Start of Material provided
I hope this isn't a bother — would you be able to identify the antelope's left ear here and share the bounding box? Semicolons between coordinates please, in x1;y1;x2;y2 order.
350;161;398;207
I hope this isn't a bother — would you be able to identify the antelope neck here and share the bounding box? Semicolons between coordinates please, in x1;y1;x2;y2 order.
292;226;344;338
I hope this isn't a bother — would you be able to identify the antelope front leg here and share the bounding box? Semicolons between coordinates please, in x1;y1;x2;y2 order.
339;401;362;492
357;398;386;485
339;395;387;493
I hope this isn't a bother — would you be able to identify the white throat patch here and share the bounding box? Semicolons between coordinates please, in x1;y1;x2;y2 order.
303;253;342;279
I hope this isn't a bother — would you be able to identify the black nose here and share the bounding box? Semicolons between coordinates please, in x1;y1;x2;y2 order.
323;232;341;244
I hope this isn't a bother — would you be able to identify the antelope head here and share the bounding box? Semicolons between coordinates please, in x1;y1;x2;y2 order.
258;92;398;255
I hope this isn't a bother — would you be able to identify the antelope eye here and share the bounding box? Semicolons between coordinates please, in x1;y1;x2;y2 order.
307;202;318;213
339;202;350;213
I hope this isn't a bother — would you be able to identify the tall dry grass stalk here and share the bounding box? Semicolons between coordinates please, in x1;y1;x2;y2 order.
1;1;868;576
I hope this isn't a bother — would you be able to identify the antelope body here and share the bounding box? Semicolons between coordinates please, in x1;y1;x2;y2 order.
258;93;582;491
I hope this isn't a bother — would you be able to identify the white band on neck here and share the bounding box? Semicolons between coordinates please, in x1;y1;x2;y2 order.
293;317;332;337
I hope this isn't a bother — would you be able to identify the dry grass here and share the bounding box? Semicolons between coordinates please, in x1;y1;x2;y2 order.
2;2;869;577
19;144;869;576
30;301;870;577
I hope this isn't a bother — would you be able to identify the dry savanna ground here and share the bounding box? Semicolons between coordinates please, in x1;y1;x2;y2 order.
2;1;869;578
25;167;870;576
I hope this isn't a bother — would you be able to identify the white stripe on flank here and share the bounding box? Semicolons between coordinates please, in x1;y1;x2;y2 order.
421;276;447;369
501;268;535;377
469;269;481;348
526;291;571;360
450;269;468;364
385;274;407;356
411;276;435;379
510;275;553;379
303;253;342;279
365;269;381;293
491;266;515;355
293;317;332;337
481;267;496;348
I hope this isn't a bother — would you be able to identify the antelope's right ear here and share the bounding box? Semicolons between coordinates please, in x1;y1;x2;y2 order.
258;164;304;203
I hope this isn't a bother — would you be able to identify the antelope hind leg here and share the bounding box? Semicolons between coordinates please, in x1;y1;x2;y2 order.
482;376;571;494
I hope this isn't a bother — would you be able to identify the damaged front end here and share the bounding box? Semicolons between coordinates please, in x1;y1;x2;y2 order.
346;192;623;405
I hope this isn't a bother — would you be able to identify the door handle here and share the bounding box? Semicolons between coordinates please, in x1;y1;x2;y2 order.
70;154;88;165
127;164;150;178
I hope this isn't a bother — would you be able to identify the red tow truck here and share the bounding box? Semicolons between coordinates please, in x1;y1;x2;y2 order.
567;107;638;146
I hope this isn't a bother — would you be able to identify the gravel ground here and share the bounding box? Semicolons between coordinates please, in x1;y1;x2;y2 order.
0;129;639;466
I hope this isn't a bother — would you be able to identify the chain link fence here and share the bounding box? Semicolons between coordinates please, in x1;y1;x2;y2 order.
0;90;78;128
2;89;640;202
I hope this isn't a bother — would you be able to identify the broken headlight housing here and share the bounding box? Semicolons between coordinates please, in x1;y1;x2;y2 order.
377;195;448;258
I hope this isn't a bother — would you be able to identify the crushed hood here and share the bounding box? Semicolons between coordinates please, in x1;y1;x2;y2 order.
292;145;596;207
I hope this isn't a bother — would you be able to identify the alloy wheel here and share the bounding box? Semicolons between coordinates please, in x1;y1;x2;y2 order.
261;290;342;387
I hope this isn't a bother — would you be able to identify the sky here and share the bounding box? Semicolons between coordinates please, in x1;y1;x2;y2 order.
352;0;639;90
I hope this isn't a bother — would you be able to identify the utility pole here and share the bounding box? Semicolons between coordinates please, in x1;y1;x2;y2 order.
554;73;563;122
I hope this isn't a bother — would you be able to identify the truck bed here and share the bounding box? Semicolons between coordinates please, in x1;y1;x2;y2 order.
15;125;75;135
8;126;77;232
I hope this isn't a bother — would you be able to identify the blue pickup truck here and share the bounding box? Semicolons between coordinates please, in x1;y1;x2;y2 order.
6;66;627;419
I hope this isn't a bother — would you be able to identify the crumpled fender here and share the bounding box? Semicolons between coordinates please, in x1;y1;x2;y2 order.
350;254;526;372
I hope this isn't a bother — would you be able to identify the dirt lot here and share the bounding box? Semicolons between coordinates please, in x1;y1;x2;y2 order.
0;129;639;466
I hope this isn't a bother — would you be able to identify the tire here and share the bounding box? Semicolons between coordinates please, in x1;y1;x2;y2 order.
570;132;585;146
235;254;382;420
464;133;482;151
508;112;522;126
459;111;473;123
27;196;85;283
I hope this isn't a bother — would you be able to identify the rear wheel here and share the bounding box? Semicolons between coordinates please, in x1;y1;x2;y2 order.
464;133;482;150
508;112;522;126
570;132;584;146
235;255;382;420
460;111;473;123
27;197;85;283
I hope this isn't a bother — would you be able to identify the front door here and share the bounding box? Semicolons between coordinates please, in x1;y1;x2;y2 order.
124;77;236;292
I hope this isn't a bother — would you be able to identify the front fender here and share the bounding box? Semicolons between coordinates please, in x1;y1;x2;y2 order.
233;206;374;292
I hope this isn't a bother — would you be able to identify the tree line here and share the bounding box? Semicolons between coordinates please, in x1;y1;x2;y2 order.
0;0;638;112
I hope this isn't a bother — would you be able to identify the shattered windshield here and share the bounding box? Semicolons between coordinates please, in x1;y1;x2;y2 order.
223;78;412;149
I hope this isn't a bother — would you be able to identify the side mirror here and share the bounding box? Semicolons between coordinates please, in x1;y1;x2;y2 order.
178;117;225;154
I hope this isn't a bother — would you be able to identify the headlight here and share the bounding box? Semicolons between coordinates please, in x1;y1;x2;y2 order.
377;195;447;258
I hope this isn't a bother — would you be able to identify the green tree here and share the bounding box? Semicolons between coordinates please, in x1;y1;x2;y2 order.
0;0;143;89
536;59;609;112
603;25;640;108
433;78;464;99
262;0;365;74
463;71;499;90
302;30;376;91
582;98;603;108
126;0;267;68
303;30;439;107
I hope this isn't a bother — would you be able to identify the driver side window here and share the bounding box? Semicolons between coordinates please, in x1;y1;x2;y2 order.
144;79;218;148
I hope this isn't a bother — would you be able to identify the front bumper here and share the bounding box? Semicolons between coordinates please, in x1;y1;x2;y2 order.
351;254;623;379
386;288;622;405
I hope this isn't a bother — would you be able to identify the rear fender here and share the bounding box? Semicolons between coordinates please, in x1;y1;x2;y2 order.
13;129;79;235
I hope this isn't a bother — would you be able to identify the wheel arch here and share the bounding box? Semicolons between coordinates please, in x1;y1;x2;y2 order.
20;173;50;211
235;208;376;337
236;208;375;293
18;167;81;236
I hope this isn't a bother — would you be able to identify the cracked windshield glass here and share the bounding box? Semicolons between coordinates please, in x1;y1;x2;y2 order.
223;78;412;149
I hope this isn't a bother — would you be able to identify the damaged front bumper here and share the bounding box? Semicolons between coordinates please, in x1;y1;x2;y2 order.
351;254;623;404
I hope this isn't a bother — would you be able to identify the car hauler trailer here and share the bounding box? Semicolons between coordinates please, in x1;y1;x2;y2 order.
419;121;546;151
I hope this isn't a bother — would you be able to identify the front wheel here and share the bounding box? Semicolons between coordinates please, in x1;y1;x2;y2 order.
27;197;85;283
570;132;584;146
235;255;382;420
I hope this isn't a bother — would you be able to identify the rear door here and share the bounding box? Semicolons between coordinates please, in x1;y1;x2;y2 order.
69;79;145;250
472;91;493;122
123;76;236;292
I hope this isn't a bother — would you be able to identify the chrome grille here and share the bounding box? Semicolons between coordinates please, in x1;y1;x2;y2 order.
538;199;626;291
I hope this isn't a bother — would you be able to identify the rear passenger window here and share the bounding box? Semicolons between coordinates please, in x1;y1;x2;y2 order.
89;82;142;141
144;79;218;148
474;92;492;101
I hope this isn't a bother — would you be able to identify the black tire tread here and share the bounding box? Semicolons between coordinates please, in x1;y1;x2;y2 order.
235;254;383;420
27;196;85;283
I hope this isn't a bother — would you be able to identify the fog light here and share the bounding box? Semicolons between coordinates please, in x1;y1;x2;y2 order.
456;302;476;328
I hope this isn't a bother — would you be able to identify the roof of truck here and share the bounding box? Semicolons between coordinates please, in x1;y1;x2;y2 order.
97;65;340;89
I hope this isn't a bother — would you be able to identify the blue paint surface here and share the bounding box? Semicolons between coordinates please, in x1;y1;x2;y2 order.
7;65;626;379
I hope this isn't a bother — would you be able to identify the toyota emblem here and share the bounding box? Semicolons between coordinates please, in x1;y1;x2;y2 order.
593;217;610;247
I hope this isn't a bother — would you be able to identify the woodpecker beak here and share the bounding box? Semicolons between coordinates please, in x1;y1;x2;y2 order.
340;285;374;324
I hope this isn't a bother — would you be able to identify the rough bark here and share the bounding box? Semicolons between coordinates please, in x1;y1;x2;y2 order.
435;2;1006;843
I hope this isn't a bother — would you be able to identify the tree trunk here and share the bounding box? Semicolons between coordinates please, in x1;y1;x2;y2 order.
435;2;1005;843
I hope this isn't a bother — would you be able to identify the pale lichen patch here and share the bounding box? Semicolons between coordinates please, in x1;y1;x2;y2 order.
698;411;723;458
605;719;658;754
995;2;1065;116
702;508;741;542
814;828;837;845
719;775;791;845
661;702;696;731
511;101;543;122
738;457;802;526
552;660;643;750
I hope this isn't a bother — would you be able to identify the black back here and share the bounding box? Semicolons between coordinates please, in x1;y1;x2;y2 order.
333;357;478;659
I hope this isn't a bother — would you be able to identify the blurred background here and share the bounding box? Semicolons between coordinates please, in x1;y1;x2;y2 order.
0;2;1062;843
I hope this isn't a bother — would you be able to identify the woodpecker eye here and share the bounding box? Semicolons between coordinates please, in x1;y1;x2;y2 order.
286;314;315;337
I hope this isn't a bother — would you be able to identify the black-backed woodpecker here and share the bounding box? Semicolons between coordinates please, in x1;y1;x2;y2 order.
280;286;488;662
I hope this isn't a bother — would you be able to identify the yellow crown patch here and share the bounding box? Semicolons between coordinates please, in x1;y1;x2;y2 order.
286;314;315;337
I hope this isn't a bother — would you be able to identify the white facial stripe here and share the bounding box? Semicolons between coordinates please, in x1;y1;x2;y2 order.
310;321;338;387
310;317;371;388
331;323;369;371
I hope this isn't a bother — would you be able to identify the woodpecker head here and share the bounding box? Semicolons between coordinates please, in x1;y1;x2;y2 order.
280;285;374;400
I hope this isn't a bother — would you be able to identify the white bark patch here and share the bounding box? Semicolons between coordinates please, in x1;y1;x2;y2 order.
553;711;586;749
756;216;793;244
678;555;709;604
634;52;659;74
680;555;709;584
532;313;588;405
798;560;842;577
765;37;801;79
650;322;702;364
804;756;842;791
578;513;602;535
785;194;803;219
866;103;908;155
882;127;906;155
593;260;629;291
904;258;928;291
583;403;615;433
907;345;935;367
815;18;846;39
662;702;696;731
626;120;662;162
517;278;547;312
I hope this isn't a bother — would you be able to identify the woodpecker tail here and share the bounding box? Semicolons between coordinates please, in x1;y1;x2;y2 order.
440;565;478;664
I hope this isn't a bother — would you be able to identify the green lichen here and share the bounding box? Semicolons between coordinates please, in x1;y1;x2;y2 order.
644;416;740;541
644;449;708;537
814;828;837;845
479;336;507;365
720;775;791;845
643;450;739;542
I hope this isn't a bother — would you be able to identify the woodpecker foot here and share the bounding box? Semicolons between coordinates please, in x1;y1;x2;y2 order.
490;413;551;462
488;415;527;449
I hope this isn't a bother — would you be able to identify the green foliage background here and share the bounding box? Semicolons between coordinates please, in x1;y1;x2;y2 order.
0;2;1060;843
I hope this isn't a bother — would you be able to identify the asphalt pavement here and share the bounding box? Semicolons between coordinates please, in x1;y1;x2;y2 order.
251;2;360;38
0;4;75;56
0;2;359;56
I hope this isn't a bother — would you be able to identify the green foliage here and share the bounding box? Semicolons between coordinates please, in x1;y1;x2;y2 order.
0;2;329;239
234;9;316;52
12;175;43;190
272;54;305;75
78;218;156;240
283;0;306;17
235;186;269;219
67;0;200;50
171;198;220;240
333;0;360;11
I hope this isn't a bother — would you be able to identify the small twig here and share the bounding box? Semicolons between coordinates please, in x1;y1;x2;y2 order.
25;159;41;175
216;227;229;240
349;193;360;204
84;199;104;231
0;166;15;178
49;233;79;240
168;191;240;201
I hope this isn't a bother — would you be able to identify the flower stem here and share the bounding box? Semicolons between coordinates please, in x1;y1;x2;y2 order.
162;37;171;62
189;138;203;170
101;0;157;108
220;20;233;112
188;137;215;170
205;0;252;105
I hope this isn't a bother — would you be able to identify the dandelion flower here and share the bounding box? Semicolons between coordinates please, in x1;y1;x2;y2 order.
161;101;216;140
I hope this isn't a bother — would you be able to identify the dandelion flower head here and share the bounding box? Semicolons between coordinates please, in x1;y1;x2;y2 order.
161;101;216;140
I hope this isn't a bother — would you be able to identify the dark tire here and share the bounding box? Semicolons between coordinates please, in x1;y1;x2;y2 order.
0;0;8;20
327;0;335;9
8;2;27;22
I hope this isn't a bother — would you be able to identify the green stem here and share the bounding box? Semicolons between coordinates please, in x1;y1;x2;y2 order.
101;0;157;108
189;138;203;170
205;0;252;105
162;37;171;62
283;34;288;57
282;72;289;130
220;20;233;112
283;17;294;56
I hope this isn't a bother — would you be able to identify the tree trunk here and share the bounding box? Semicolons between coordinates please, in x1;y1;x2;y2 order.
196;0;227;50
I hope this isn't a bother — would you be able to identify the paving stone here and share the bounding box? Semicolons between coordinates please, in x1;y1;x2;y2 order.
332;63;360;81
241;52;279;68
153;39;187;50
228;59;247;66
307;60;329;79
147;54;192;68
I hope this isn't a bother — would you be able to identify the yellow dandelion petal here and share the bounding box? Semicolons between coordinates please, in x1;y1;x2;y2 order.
End of Material provided
**Aim of the task**
Starting at the line with "dandelion flower head", copy every line down to the last one above, exactly as written and with nothing else.

**Result of this task**
I hope this isn't a bother — would you be able to identify the dandelion flower head here and share the bounding box? Semicolons between coordinates please, in x1;y1;x2;y2 order.
161;101;216;140
I hope this isn't a bother — would you be able to identify the dark tire here and share the bounding box? Semicolons between coordinates please, in x1;y1;x2;y2 order.
0;0;8;20
327;0;335;9
8;2;27;22
I hope this isn't a bother — would you be able to identify the green stem here and share the bounding box? Semicolons between coordinates please, in x1;y1;x2;y2 order.
101;0;157;108
189;138;203;170
205;0;252;105
162;37;171;62
283;34;288;57
282;72;289;130
220;20;233;112
283;17;294;56
I hope this isn't a bother — would you be able to identify the tree trunk here and share the bounding box? Semicolons between coordinates please, in x1;y1;x2;y2 order.
196;0;227;50
I hope this isn't a bother — would you be able to identify the paving stone here and share the bounding box? Semicolons between coordinates please, in x1;y1;x2;y2 order.
332;63;360;81
241;52;279;68
153;39;187;50
228;59;247;66
307;60;329;79
147;54;192;68
I hope this isn't a bother — would you be able to identify the yellow dandelion petal here and share the bounding box? Semicolons between coordinates please, in x1;y1;x2;y2 order.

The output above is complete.